#### [What you are asked to do]
The records sit below this line. Repeat all of them exactly.

[Opening Records for processing section]

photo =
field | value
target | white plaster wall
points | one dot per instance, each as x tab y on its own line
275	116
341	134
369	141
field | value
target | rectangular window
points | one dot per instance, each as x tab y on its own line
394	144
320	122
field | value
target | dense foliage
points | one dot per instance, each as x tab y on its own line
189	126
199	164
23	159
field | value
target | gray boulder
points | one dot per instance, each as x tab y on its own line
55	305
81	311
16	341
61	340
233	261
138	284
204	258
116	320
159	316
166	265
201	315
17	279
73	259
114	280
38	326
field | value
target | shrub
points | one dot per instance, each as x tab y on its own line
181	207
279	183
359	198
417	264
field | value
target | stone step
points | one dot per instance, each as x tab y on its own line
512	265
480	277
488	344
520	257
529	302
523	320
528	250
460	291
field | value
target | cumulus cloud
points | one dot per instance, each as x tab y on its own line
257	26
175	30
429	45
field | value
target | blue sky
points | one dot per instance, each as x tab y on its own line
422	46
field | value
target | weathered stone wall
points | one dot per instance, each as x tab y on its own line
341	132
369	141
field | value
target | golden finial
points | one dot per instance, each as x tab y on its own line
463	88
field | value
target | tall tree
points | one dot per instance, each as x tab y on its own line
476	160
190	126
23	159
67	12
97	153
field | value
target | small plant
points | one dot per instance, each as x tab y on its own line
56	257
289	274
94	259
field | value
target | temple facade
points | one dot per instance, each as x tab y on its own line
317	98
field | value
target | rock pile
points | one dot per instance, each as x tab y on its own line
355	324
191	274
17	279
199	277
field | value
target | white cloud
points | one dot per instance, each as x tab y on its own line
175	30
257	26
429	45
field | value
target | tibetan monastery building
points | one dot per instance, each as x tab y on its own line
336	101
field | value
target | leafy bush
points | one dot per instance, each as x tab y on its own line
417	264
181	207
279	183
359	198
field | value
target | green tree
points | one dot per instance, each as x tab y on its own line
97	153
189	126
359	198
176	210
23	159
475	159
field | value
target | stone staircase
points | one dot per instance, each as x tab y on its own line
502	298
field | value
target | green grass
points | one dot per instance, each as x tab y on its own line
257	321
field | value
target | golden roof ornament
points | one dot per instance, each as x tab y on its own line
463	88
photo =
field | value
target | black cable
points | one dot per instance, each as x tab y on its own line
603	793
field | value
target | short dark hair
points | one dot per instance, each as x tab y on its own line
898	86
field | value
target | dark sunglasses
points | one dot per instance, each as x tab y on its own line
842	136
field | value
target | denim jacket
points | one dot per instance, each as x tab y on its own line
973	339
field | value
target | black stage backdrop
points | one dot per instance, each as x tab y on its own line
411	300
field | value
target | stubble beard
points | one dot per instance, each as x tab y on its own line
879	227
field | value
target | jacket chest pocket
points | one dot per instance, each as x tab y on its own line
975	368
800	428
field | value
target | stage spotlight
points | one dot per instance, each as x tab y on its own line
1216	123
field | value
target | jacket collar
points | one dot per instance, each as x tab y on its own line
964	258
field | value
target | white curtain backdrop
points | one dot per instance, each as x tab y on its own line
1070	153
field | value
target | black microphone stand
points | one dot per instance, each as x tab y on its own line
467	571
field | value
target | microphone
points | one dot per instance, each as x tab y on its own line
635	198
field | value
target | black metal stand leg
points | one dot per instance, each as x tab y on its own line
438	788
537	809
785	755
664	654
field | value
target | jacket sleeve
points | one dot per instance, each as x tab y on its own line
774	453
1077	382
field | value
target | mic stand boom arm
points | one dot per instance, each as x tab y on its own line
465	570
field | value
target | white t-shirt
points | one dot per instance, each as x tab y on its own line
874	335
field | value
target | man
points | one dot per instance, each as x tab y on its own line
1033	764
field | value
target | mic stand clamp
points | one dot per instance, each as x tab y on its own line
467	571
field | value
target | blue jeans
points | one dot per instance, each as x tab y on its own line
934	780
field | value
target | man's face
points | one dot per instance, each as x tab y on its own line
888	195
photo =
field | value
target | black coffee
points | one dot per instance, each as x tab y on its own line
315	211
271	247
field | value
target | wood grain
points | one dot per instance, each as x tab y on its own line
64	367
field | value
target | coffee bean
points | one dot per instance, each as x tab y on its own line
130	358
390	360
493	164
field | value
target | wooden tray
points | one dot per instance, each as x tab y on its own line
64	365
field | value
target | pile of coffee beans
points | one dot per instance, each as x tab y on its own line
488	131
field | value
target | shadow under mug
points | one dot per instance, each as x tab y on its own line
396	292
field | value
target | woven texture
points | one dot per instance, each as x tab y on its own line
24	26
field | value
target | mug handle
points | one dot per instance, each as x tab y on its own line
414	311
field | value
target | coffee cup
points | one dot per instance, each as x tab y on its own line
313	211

[Closing Records for processing section]

#### [Answer area]
photo =
field | value
target | white plaster wall
points | one dot per instance, each as x tab y on its own line
275	116
341	134
369	141
field | value
target | rectangular window
points | one dot per instance, each as x tab y on its own line
394	144
320	122
field | value
target | dense foliage
points | one dot per instance, each as x tab y on its own line
189	126
199	164
23	159
field | value
target | gray boulder
points | one dot per instance, each as x tab y on its own line
55	305
81	311
16	341
61	340
233	261
138	284
204	258
116	320
159	316
166	265
201	315
17	279
73	259
114	280
38	326
field | value
target | shrub
points | one dot per instance, each as x tab y on its own line
181	207
279	183
359	198
417	264
field | value
target | stone step
points | one dot per instance, each as x tab y on its own line
512	265
480	277
488	344
520	257
529	302
523	320
528	250
460	291
field | value
target | cumulus cloud
points | one dot per instance, each as x tab y on its own line
257	26
175	30
429	45
field | value
target | blue sky
points | one dot per instance, each as x tab y on its own line
422	46
field | value
target | weathered stone wall
points | one dot per instance, each as x tab y on its own line
341	132
369	141
field | value
target | golden finial
points | one dot per instance, each as x tab y on its own line
463	88
field | value
target | tall tree
points | one dot per instance, each as x tab y on its own line
476	160
190	126
23	159
67	12
97	153
field | value
target | small plant
points | one dot per instance, each as x tab y on its own line
56	257
289	274
94	259
field | value
target | temple facade
points | one dot per instance, each as x tab y on its own line
317	98
field | value
target | rock pile
points | one dot per instance, each as x tab y on its own line
355	324
191	274
17	279
199	277
field | value
target | white cloud
points | one dot per instance, each as x tab y on its own line
175	30
257	26
429	45
field | value
target | tibetan monastery building
points | one dot per instance, each as x tab y on its own line
336	101
field | value
target | leafy bush
points | one dot per instance, each as x tab y on its own line
417	264
181	207
279	183
359	198
field | value
target | green tree
points | one dot per instance, each as x tab y on its own line
97	153
189	126
359	198
176	210
23	159
475	159
field | value
target | stone staircase
points | one dot per instance, each as x tab y on its own line
502	298
field | value
target | green grass
points | one dot per instance, each as x tab y on its own line
257	321
field | value
target | golden roof ornament
points | one dot per instance, each as x tab y on its own line
463	88
photo =
field | value
target | black cable
points | one dot per instance, each as x tab y on its own line
603	793
field | value
target | short dark hair
points | one dot per instance, each as x tab y on its own line
898	86
field | value
target | dark sunglasses
points | one dot per instance, each as x tab y on its own line
842	136
field | value
target | denim jacket
points | one dot per instance, each as x tab y on its own line
973	339
field | value
target | black stage backdrop
points | one dot per instance, each as x tab y on its own line
411	300
field | value
target | stubble beard
points | one dot per instance, each as x tab y on its own line
879	227
field | value
target | jacket chest pocket
points | one dot per instance, each as x tab y on its own line
975	368
800	428
field | value
target | stage spotlight
points | one dot per instance, each as x tab y on its own line
1216	123
field | value
target | jacket collar
points | one dot per instance, each as x tab y on its own line
964	258
field | value
target | white curtain backdrop
points | one dot per instance, each as x tab y on its own line
1070	153
field | value
target | black microphone stand
points | one dot per instance, each as x tab y on its own line
467	571
field | value
target | microphone
points | one dot per instance, each as x tab y on its own line
635	198
field | value
target | black metal stand leg
points | one dot per instance, each as x tab y on its own line
438	788
537	809
785	755
664	654
field | value
target | jacket sleeve
points | one dot per instance, each as x tab y on its own line
774	453
1077	382
field | value
target | mic stand boom arm
points | one dot per instance, each as x tab y on its own line
465	570
field | value
target | white t-shirt
points | one dot per instance, each as x tab y on its own line
874	335
field | value
target | man
points | one dot per instance, each as x tab y on its own line
1033	764
field | value
target | mic stand clamp
points | one dot per instance, each as x tab y on its own line
467	571
field | value
target | blue jeans
points | one dot per instance, each as x tab y on its own line
934	780
field | value
target | man's face
points | one dot per instance, each as x tab y on its own line
888	195
photo =
field | value
target | black coffee
points | one dot per instance, each as x tab y on its own line
315	211
271	247
field | value
target | wood grain
points | one dot per instance, each as x tab y on its own line
64	367
field | value
target | coffee bean
points | one dot per instance, each as x tab y on its own line
130	358
390	360
493	164
field | value
target | wooden tray
points | one dot per instance, each as x tab y on its own line
64	365
field | value
target | pile of coffee beans
points | one dot per instance, each as x tab y on its own line
488	131
field | value
target | shadow under mug
points | one dot per instance, each as x tab y on its own line
396	292
field | value
target | woven texture
points | one dot per instance, each as x tab y on its own line
24	26
field | value
target | mug handle
points | one dot per instance, each as x tab y on its own line
414	311
field | value
target | coffee cup
points | one dot per instance, each as x tab y on its own line
313	211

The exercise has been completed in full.